Pick out every line in the rows below that contains the word "brown", and copy each of those lines.

(Records from a collection)
┄┄┄┄┄┄┄┄┄┄┄┄┄┄┄┄┄┄┄┄
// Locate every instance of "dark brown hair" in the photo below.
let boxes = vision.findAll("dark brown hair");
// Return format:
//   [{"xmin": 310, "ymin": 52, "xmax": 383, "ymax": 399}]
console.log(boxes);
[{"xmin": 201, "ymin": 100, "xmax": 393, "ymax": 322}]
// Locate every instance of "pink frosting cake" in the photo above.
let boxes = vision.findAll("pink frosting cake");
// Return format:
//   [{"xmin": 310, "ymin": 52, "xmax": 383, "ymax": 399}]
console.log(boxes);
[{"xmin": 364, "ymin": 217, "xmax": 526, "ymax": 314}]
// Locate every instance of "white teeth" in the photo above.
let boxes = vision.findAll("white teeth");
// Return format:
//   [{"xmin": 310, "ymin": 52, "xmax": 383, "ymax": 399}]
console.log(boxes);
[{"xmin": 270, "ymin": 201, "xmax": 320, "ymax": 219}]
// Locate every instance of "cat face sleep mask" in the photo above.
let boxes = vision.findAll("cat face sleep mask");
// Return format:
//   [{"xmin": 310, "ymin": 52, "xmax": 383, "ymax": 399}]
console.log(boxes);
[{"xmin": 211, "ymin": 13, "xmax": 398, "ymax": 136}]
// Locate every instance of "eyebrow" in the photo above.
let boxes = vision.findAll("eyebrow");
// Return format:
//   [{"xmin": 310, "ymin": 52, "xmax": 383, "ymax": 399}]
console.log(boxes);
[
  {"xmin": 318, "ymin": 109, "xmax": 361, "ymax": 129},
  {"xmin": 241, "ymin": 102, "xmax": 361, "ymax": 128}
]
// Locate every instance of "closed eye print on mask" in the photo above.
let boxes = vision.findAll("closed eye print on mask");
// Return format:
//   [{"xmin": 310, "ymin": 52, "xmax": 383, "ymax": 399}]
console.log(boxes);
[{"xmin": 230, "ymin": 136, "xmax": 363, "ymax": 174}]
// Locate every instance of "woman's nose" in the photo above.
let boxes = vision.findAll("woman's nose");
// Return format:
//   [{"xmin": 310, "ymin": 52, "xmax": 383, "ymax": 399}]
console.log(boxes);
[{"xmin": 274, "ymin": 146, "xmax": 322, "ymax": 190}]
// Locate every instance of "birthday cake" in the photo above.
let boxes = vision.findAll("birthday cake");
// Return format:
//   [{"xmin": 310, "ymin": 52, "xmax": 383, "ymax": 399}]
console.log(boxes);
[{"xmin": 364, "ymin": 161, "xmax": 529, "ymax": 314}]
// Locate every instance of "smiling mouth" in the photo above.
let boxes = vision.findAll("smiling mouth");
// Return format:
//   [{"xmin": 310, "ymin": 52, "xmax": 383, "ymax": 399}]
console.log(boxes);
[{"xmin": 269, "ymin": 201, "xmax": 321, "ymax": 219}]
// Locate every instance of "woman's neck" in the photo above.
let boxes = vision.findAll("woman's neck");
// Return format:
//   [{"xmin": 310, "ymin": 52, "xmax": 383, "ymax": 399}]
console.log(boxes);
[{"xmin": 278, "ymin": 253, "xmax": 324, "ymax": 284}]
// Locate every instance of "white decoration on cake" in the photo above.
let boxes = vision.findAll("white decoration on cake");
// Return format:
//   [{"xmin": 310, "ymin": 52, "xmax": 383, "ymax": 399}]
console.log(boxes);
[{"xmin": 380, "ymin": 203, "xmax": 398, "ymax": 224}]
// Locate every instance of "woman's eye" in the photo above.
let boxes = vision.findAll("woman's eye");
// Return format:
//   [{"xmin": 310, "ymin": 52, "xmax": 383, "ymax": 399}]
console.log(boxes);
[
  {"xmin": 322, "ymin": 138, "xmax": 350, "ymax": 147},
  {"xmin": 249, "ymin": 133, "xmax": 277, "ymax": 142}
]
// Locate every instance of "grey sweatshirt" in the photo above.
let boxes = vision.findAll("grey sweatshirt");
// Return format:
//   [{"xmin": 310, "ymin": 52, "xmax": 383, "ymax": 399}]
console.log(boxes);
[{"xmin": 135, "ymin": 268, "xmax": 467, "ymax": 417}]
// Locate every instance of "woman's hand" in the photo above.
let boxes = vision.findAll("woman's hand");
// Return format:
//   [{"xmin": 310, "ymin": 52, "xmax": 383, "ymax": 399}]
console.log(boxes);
┄┄┄┄┄┄┄┄┄┄┄┄┄┄┄┄┄┄┄┄
**Written reply**
// Locate every instance of "dark brown hair" in the photo below.
let boxes = vision.findAll("dark brown hair");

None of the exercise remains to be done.